■ INPUT MATERIAL:
%%
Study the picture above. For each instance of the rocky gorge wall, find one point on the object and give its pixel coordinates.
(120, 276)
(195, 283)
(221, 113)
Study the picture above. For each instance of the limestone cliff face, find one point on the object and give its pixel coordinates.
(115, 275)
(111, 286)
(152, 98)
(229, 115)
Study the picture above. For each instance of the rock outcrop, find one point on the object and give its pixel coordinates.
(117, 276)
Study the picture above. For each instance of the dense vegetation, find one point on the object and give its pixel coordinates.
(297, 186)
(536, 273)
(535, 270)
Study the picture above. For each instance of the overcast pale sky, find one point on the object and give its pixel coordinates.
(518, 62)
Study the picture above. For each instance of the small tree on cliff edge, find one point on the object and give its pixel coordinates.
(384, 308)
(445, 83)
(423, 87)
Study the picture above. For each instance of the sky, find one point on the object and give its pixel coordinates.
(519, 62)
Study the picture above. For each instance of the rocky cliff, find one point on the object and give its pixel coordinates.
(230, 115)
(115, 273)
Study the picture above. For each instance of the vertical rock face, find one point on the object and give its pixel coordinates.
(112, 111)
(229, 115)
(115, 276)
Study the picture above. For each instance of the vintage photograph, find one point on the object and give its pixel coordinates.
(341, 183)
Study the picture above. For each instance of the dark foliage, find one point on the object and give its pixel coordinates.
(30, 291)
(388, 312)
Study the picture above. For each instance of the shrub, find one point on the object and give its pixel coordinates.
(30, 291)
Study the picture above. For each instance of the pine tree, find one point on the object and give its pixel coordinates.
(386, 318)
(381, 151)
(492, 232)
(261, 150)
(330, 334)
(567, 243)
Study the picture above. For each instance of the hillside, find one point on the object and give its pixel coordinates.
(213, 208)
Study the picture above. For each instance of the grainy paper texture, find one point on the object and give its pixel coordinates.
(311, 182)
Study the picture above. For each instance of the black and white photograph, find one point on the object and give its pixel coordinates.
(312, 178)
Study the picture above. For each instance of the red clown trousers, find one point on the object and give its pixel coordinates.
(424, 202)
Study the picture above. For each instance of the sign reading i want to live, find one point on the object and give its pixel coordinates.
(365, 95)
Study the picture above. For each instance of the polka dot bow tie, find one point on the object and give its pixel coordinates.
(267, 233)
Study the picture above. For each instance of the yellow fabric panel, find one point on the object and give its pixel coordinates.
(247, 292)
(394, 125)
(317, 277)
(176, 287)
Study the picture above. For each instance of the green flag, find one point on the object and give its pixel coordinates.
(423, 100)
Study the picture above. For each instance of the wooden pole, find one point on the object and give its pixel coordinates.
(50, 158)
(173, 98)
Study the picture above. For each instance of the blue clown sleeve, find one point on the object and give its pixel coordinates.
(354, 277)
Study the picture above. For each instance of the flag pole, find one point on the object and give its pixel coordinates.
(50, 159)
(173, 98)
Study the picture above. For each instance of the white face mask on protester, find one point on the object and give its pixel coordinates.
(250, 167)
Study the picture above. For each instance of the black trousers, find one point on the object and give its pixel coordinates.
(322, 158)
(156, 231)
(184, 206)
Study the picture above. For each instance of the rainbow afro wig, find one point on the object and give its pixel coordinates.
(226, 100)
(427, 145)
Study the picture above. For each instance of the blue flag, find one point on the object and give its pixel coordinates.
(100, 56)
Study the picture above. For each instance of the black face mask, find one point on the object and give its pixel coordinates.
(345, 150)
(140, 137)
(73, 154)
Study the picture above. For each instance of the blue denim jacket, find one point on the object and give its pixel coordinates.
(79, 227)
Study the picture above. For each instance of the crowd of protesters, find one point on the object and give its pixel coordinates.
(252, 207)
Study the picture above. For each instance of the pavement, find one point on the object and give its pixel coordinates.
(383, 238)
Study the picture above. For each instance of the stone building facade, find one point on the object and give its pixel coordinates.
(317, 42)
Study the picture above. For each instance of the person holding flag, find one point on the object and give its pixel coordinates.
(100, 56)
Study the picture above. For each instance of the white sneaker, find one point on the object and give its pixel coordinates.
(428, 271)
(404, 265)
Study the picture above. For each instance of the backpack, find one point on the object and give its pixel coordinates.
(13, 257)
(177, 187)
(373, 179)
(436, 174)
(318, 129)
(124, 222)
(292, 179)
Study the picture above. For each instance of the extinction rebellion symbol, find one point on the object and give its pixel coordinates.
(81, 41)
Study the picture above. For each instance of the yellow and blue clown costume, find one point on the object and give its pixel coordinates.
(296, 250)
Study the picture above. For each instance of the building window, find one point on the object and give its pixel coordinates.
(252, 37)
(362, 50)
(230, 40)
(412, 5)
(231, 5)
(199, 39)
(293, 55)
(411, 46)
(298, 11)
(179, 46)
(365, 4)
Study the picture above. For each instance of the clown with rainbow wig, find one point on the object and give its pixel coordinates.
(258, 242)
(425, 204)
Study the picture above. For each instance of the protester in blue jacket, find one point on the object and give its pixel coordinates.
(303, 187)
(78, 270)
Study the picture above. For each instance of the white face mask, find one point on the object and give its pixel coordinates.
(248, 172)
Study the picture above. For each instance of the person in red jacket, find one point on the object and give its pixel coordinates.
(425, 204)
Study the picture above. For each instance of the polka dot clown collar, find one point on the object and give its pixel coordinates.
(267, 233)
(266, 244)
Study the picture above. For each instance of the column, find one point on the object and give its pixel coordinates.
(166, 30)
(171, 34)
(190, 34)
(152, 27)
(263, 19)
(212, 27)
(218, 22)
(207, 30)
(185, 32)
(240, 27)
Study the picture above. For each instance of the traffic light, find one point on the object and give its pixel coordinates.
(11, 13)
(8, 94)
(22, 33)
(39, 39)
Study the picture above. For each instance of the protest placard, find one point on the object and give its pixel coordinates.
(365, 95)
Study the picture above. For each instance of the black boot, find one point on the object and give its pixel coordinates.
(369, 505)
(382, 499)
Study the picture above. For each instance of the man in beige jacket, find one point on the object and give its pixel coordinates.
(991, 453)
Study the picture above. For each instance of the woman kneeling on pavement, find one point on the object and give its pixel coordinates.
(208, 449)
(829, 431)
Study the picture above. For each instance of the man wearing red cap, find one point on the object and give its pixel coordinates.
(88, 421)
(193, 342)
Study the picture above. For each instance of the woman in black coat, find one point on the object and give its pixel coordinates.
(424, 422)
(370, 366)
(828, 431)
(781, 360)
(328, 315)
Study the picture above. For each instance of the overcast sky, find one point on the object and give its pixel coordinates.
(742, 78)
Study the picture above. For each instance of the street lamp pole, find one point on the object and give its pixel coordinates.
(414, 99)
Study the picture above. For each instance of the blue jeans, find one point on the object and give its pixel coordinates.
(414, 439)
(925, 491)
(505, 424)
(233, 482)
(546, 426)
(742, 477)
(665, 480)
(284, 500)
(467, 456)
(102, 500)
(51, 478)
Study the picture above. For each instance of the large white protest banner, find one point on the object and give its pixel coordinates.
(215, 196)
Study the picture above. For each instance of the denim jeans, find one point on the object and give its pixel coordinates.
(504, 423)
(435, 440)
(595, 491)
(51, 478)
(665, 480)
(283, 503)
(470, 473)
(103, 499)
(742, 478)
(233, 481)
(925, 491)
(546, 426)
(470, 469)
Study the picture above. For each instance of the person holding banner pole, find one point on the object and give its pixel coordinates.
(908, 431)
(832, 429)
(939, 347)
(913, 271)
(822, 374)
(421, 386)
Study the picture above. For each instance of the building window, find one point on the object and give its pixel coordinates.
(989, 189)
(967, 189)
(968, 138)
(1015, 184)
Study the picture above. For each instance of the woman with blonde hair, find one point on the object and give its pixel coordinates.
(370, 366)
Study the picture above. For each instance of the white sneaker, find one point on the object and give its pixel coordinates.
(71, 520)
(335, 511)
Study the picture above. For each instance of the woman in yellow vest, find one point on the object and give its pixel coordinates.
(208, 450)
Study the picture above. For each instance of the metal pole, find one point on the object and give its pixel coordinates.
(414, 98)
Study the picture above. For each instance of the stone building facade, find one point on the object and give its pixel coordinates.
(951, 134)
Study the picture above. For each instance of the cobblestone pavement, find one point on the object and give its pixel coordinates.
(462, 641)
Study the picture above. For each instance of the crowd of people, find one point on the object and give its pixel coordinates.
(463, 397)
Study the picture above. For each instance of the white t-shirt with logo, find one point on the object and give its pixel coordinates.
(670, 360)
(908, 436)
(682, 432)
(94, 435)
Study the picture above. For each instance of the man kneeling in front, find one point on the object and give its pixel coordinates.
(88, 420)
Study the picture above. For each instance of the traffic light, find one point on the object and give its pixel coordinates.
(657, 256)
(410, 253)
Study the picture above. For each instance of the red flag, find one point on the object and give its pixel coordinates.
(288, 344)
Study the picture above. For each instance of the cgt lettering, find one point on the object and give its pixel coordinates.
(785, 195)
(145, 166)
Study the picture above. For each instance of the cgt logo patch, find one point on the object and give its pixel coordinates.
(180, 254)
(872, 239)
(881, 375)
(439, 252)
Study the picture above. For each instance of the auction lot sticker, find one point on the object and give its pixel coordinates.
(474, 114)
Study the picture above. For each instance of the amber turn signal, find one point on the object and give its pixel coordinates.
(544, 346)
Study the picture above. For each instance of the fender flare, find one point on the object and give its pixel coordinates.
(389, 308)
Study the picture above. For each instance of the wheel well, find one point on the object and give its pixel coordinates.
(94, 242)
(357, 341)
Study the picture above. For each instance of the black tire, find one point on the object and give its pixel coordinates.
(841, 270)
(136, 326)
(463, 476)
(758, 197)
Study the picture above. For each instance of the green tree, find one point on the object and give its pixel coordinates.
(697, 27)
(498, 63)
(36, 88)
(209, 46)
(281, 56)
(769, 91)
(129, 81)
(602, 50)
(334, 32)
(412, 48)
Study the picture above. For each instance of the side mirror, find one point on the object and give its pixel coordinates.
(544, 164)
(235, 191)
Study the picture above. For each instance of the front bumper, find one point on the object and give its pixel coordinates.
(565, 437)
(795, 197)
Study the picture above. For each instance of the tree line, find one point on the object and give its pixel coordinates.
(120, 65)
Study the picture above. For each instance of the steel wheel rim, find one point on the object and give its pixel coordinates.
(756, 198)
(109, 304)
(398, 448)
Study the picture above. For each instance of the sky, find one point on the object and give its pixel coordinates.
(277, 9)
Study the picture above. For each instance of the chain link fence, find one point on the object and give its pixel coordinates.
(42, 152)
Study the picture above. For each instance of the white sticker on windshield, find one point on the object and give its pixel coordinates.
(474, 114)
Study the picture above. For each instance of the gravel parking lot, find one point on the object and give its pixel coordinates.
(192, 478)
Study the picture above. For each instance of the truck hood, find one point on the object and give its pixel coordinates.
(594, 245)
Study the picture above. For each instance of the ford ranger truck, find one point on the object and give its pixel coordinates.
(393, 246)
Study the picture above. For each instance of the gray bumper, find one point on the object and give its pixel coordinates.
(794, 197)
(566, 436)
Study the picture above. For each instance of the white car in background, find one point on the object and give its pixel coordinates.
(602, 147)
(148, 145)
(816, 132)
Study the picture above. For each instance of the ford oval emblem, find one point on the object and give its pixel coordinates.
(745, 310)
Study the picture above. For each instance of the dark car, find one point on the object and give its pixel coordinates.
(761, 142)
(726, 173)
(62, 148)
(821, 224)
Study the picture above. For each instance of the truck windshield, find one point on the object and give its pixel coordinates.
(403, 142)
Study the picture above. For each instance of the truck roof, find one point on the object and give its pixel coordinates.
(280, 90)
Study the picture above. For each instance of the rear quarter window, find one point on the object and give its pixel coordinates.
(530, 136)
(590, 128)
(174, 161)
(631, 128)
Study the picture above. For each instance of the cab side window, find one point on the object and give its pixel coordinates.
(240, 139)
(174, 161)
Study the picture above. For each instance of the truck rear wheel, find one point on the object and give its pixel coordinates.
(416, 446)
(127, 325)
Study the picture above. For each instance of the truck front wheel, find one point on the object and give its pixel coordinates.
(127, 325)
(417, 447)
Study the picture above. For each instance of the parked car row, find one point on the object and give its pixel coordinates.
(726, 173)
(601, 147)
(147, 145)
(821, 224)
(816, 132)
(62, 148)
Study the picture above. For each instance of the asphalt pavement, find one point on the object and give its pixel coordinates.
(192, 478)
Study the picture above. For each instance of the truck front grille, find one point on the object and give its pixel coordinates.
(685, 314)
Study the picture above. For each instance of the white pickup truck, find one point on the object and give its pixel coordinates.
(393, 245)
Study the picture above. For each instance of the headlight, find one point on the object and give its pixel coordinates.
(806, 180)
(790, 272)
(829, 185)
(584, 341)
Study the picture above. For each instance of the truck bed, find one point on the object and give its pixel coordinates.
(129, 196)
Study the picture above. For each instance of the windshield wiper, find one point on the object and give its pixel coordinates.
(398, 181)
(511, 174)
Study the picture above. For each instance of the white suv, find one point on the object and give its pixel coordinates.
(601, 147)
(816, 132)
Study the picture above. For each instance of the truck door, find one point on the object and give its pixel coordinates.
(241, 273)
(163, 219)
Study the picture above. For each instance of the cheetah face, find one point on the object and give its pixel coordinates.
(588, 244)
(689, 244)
%%
■ THE REQUEST: Everything from the line containing "Study the picture above. For each instance of the windshield" to the end of the records must be written out exactly; include both of those lines and no others.

■ SOLVED PROBLEM:
Study the picture above. For each instance of the windshield wiper, find one point on the object and give its pixel coordinates.
(398, 181)
(511, 174)
Study the picture above. For each instance of the white suv, find one point on the object and give its pixel coordinates.
(601, 147)
(816, 132)
Study the picture above. For each instance of the truck door, find one point on the object and give its pixel coordinates.
(241, 273)
(163, 219)
Study the picture above. For each instance of the cheetah face, find one point on the object and give its pixel coordinates.
(588, 244)
(689, 244)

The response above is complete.